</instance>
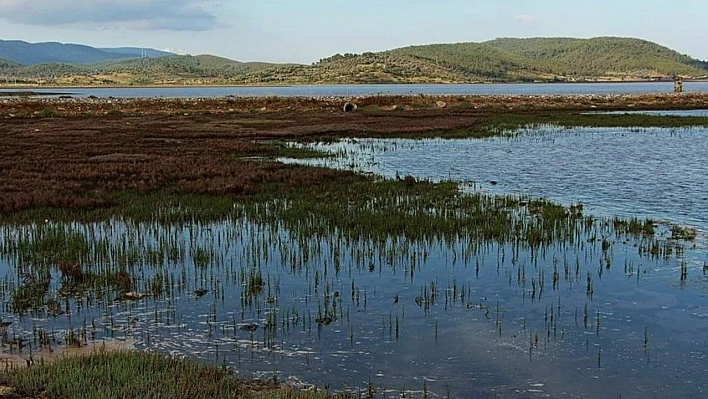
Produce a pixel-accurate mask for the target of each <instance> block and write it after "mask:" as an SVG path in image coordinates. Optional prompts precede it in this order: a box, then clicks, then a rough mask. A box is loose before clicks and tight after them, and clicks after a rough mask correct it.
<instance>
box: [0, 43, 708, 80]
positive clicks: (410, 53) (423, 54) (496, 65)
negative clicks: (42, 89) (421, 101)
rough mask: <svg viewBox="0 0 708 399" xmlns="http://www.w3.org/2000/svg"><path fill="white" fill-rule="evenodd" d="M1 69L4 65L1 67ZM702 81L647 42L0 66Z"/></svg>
mask: <svg viewBox="0 0 708 399" xmlns="http://www.w3.org/2000/svg"><path fill="white" fill-rule="evenodd" d="M3 65H4V66H3ZM676 75H678V76H682V77H684V78H689V79H690V78H704V77H706V76H708V62H705V61H700V60H696V59H694V58H691V57H689V56H687V55H683V54H679V53H678V52H676V51H674V50H671V49H669V48H666V47H664V46H661V45H658V44H656V43H652V42H648V41H646V40H640V39H632V38H618V37H599V38H593V39H572V38H532V39H508V38H504V39H495V40H491V41H487V42H482V43H454V44H432V45H425V46H410V47H404V48H399V49H394V50H389V51H383V52H378V53H371V52H367V53H363V54H344V55H342V54H336V55H334V56H331V57H328V58H323V59H321V60H320V61H319V62H316V63H314V64H312V65H297V64H268V63H244V62H238V61H233V60H230V59H226V58H221V57H215V56H212V55H198V56H190V55H172V56H166V57H160V58H143V59H126V60H110V61H103V62H99V63H94V64H89V65H78V66H77V65H68V64H41V65H33V66H30V67H23V66H20V65H17V64H14V63H7V62H6V65H5V64H2V63H0V78H5V79H6V80H7V77H9V76H19V77H23V78H27V79H31V78H33V79H34V80H35V81H36V82H37V83H42V84H57V85H64V84H66V85H78V84H85V85H94V84H97V85H106V84H132V85H150V84H168V85H190V84H333V83H334V84H336V83H476V82H530V81H541V82H553V81H623V80H628V81H632V80H657V79H671V78H672V77H673V76H676Z"/></svg>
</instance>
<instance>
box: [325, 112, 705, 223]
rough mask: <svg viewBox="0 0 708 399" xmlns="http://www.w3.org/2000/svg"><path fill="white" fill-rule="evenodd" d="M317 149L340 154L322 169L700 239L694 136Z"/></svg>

***

▶ Task brief:
Retype the data above exactly. Do not carry over any images.

▶ Reply to the exercise:
</instance>
Produce a pixel-accurate mask for the target of each <instance> block and write it after "mask:" as an SVG path in image coordinates. Optional prompts precede it in this order: a box, then clicks, then a rough mask. A box is loose before clicks and tight after them, and clicks after a rough mask correct it.
<instance>
box: [0, 43, 708, 80]
positive clicks: (410, 53) (423, 54) (496, 65)
negative clicks: (42, 89) (421, 101)
rough mask: <svg viewBox="0 0 708 399" xmlns="http://www.w3.org/2000/svg"><path fill="white" fill-rule="evenodd" d="M1 69L4 65L1 67ZM702 81L647 42L0 66Z"/></svg>
mask: <svg viewBox="0 0 708 399" xmlns="http://www.w3.org/2000/svg"><path fill="white" fill-rule="evenodd" d="M3 65H4V66H3ZM676 75H678V76H682V77H684V78H689V79H690V78H704V77H706V76H708V62H705V61H700V60H696V59H694V58H691V57H689V56H687V55H683V54H679V53H678V52H676V51H674V50H671V49H669V48H666V47H664V46H661V45H658V44H656V43H652V42H648V41H646V40H640V39H632V38H618V37H599V38H593V39H572V38H532V39H508V38H504V39H495V40H491V41H487V42H482V43H454V44H432V45H425V46H410V47H404V48H399V49H394V50H389V51H383V52H378V53H371V52H367V53H363V54H344V55H342V54H336V55H334V56H331V57H328V58H323V59H321V60H320V61H319V62H316V63H314V64H312V65H297V64H268V63H244V62H238V61H233V60H230V59H226V58H221V57H215V56H212V55H198V56H190V55H172V56H166V57H160V58H143V59H126V60H110V61H103V62H99V63H94V64H89V65H78V66H77V65H68V64H41V65H33V66H30V67H23V66H20V65H17V64H14V63H7V62H6V65H5V64H2V63H0V78H5V79H6V80H7V77H9V76H19V77H23V78H27V79H31V78H33V79H34V80H35V81H36V82H37V83H42V84H57V85H64V84H66V85H78V84H85V85H94V84H97V85H106V84H132V85H150V84H168V85H190V84H333V83H334V84H336V83H476V82H530V81H541V82H553V81H623V80H628V81H632V80H657V79H671V78H672V77H673V76H676Z"/></svg>
</instance>
<instance>
box: [325, 112, 705, 223]
rough mask: <svg viewBox="0 0 708 399" xmlns="http://www.w3.org/2000/svg"><path fill="white" fill-rule="evenodd" d="M317 149L340 154L322 169L700 239L694 136Z"/></svg>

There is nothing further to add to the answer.